### DESCRIPTION OF THE TASK
In the film descriptions, how many federally recognized tribes is Oklahoma said to be home to?

### PASSAGE TO READ
((

The hunters are the Innu people and the bombers are the air forces of several NATO countries, which conduct low-level flights over the Innu's hunting terrain. The impact of the jets is hotly debated by peace groups, Indigenous people, environmentalists and the military. But what is often overlooked are the many complex changes underway in Innu society, as social and technological changes confront a traditional hunting culture.
The Great Lakes and connecting waterways have remained the center of traditional and contemporary economies for centuries. Meet the Ojibwe and a tribe that was relocated to this region—the Oneida Tribe of Wisconsin who care for these lands. Natural resources are the Tribes’ main economy, including the famous Red Lake walleye and wild rice lakes.
All across Alaska, Native cultures have depended on the abundant natural resources found there to support their families, cultures and way of life. Now these resources are growing scarce, and the people who have relied on them for centuries have to find new ways to adapt.
Oklahoma is home to thirty-nine federally recognized tribes. Nowhere in North America will you find such diversity among Native Peoples, and nowhere will you find a more tragic history. Host Moses Brings Plenty (Oglala Lakota) guides this episode of Growing Native on a journey through Oklahoma’s past and present.
A short documentary about the Ojibwe Native Americans of Northern Minnesota and the wild rice (Manoomin) they consider a sacred gift from the Creator. The film tells the Creation and Migration stories that are central to the tribe's oral history and belief system while showing the traditional process of hand-harvesting and parching the wild rice. Biotech companies are currently researching ways to genetically modify the rice and the community is fighting to keep it wild.
Xapiri is a Yanomami term that characterizes the shamans, male spirits (xapiri thëpë) and also auxiliary spirits (xapiri pë). Xapiri is an experimental film about Yanomami shamanism that was filmed during a meeting of 37 shamans at the Watoriki Reserve, Roraima, in March of 2011. The film was designed to take into account two different notions of image: those of the Yanomami and ours. Therefore, it does not set out to explain shamanism, its methods or procedures, but to allow different cultures to visualize and feel the way in which the shamans “embody” the spirits, their bodies and voices.

))

### THE DATA
((

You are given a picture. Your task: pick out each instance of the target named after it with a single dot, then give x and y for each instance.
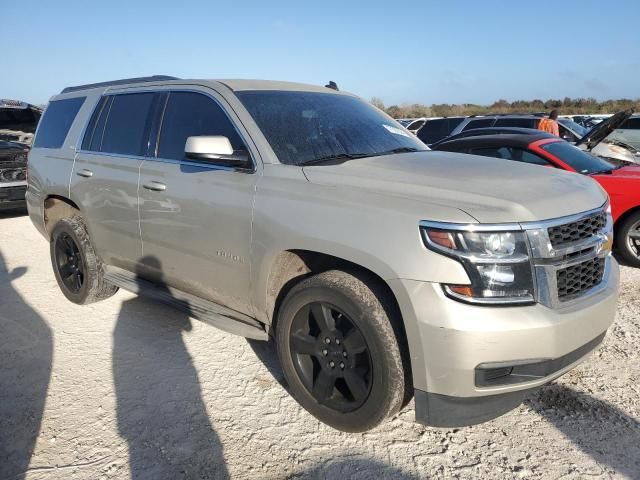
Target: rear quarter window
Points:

))

### WRITTEN SOLUTION
Thirty-nine.